Цитируемый текст:
▼

Борьба мотивов в преступном поведении — страница 12 из 21

2. Преобладание преступного мотива

Рассмотрим борьбу позитивного и негативного мотивов. Она кончается в данном случае тем, что негативный мотив побеждает.

Варианты здесь могут быть самые разные. Забегая вперед, отмечу, что победа негативного мотива зависит как от комплекса его качеств (привлекательность цели, ее доступность, отсутствие или преодолимость препятствий и др.), так и от свойств мотива позитивного (слабость, неосуществимость, недостаточная привлекательность, непригодность для достижения поставленной цели и др.). Ко всему этому надо добавить влияние окружения и значение эмоций, переживаемых субъектом. Поэтому и получаются разные варианты развития событий; прямое и быстрое действие; колебания и отходы в сторону; задержки принятия решения; неоднократный пересмотр образа действий и т. д.

▲

Фрагмент данных:
▼

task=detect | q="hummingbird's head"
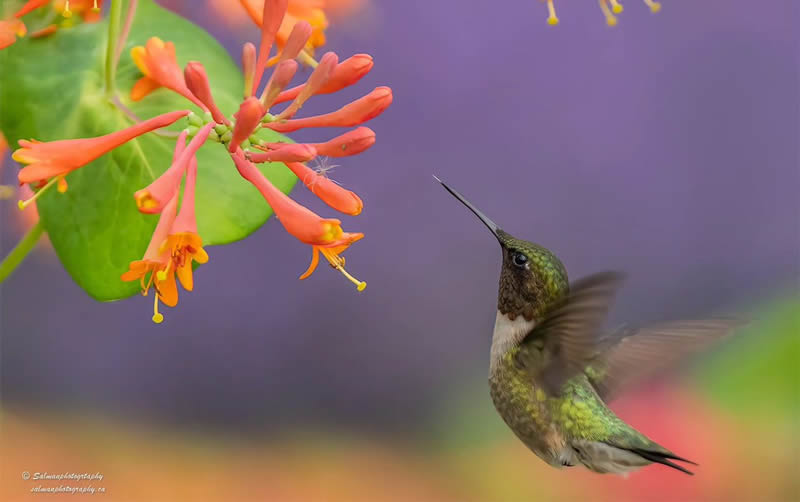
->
[436,178,569,321]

▲

Короткое задание A:
По тексту о борьбе мотивов объясните в одном–трех предложениях, почему при победе негативного мотива события могут развиваться по-разному.
Короткое задание B:
Перепишите из текста о борьбе мотивов отрывок, который начинается словами «Борьба мотивов в» и заканчивается словами «негативный мотив побеждает.».
Короткое задание C:
Продолжите текст о борьбе мотивов в преступном поведении, начиная после его последнего предложения.
Строки представляют собой отдельный материал и не связаны с текстом о борьбе мотивов.

Ответ A:
Победа негативного мотива зависит от комплекса его качеств: привлекательности и доступности цели, отсутствия или преодолимости препятствий. Она зависит и от свойств позитивного мотива, например от его слабости, неосуществимости или недостаточной привлекательности. К этому добавляются влияние окружения и эмоции, которые переживает субъект, поэтому и получаются разные варианты развития событий.

Ответ B:
Борьба мотивов в преступном поведении — страница 12 из 21

2. Преобладание преступного мотива

Рассмотрим борьбу позитивного и негативного мотивов. Она кончается в данном случае тем, что негативный мотив побеждает.

Ответ C:
Наиболее сильная негативная мотивация в современных условиях (и не только в России) наблюдается у очень опасной группы преступников — у террористов. Прежде чем привести конкретный пример, стоит суммировать ряд наблюдений за особенностями личности террориста и окружающей социальной среды. Это существенно поможет понять их психологию, в том числе и особенности борьбы мотивов в этой среде.

Главной чертой личности террориста, определяющей мотивы, цели и характер его поведения, является сформировавшаяся личностная установка: ненависть к иным национальным, религиозным или социальным группам, которым приписываются самые отрицательные черты. При этом собственные недостатки и промахи объясняются только коварством и злобой врагов.

Террористам свойственно преобладание эмоций над разумом, непосредственных реакций — над осмыслением ситуации, предвзятость оценок, низкий порог терпимости и отсутствие должного самоконтроля. Они постоянно настороже, чрезмерно поглощены собой и игнорируют интересы и чувства других людей. 44% опрошенных террористов были склонны скорее действовать, чем обдумывать ситуацию и ее последствия[77].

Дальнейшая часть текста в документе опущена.